Another treat! Early access to Intro To Machine Learning videos

ecdrid · February 6, 2018, 9:39am

So how are we getting those -ve lines in the PDP plots?

(Any justification)

radek · February 6, 2018, 9:41am

Sorry, I have no clue what it is that you linked to. I remember seeing this graph in the ML lectures but don’t recall what it was used for.

The way random forests work is you present them training examples and a target variable - they will not work otherwise (they use the target variables during training, the splitting of branches).

ecdrid · February 6, 2018, 9:42am

I got this diagram on a different dataset

radek · February 6, 2018, 9:50am

Sorry, I do not recall the discussion of partial dependence plots from the ML course. Something I have not managed to get around to study yet to the extent that I would like

ecdrid · February 6, 2018, 1:04pm

It’s like you replace let’s say a particular year value in all the rows (make them same for all the rows in the dataset) and then predict what the RF will predict as the sale price,

Doing this for different years will help us to get the Partial dependence…

(Hope I am correct)

alwc · February 6, 2018, 4:56pm

So I was watching lesson 5 and 6 and I saw Jeremy recommended splitting the data into training and valid sets manually when the data has temporal ordering. TIL there’s a cross-validator in sklearn called TimeSeriesSplit.

Have anyone tried that out?

Brad_S · February 7, 2018, 3:58am

can you replicate the ggplot() idea that Jeremy did in his data on your dataset?
That may help me interpret your pdp plot. My first guess, is you’ll find an error in that plot. lets see

ecdrid · February 7, 2018, 5:23am

I had done that also,
There was a sharp dip in the value when the year was around 2009-2011(but it was not at all negative, well well it depends on the random splitting then, which it should be as this dataset is basically the Singapore Housing Re-Sale, the market did crashed and so were the fall in the prices were justified…

@Brad_S

ggplot

rohitpatil · February 7, 2018, 10:54am

These links do not work anymore? Where can I find all the 12 videos for Machine Learning?

§ **Tasks to complete**:
• A. Could you write out the part of the forum thread starting with "ecdrid · February 6, 2018, 1:04pm" and going on through "I am correct)"?
• B. Which usernames post in the forum thread? List each one once.

§ **Given material**:
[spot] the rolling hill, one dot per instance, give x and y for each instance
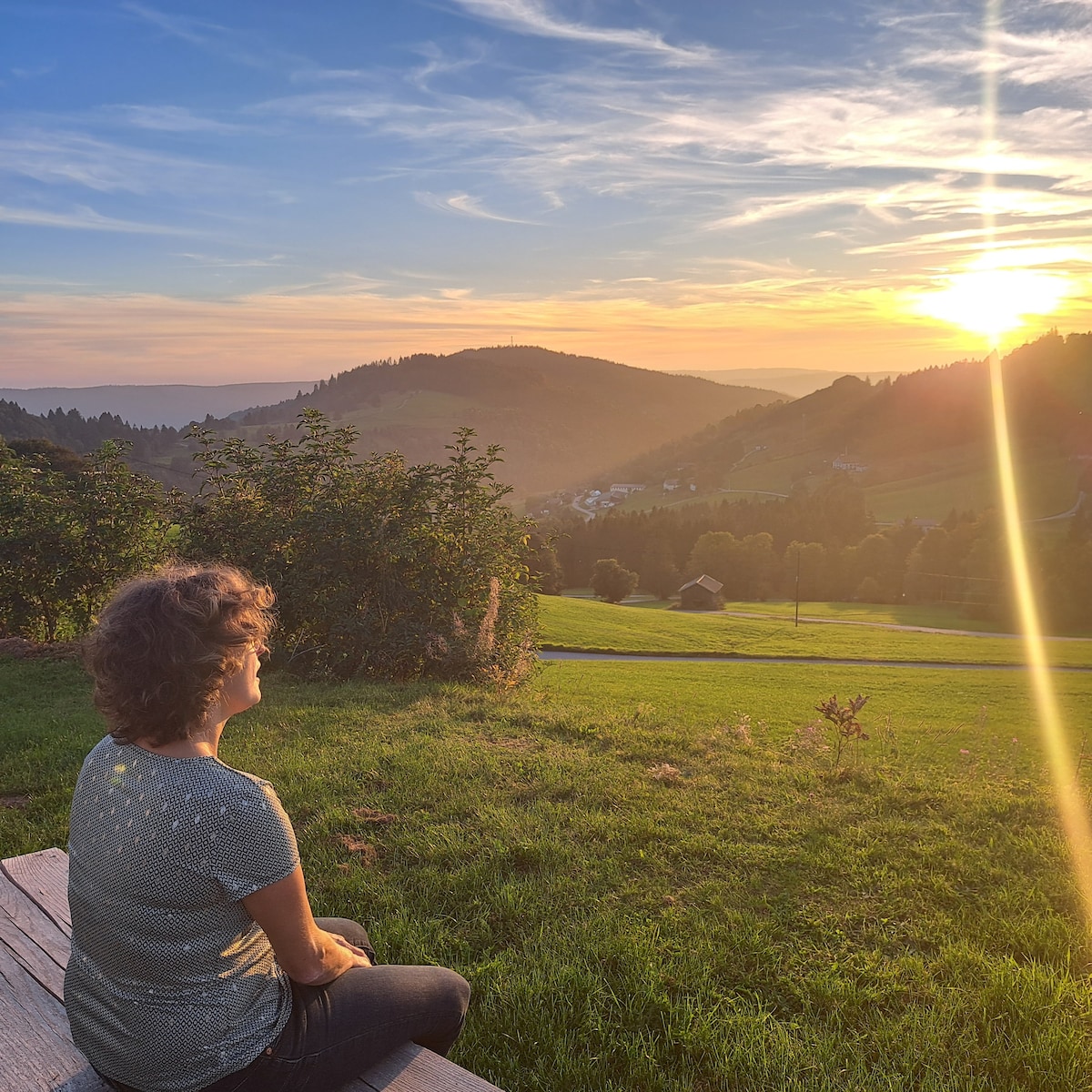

§ **Solutions**:
• A.
ecdrid · February 6, 2018, 1:04pm

It’s like you replace let’s say a particular year value in all the rows (make them same for all the rows in the dataset) and then predict what the RF will predict as the sale price,

Doing this for different years will help us to get the Partial dependence…

(Hope I am correct)

• B.
ecdrid
radek
alwc
Brad_S
rohitpatil